### [Task brief]
Give only the number of lines in the data that include the string "leaves".

** Opening Entries provided block **

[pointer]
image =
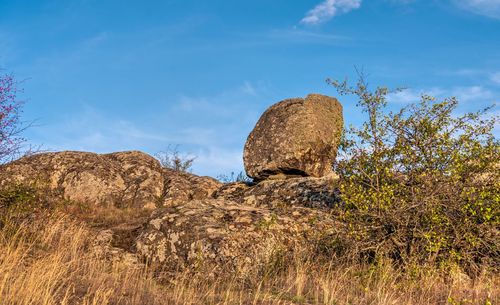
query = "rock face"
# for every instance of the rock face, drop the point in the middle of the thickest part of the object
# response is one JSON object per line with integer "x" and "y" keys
{"x": 295, "y": 137}
{"x": 319, "y": 193}
{"x": 215, "y": 233}
{"x": 123, "y": 179}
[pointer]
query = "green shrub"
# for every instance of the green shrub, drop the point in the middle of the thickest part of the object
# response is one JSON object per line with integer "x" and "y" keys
{"x": 421, "y": 185}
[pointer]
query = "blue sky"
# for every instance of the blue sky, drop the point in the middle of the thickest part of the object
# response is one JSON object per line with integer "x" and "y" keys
{"x": 108, "y": 75}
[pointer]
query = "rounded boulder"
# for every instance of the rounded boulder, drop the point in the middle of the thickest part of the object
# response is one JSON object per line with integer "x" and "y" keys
{"x": 295, "y": 137}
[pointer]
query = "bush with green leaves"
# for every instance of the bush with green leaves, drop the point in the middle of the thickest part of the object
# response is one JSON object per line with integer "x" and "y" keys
{"x": 171, "y": 158}
{"x": 421, "y": 185}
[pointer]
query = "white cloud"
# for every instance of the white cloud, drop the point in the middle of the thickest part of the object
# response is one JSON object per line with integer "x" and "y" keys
{"x": 495, "y": 77}
{"x": 328, "y": 9}
{"x": 408, "y": 96}
{"x": 472, "y": 93}
{"x": 464, "y": 94}
{"x": 489, "y": 8}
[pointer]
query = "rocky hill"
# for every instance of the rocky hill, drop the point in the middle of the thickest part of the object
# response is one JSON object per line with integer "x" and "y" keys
{"x": 289, "y": 155}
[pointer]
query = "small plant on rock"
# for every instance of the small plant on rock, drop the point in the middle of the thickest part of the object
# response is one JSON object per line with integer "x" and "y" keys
{"x": 171, "y": 158}
{"x": 10, "y": 124}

** Closing Entries provided block **

### [Expected answer]
2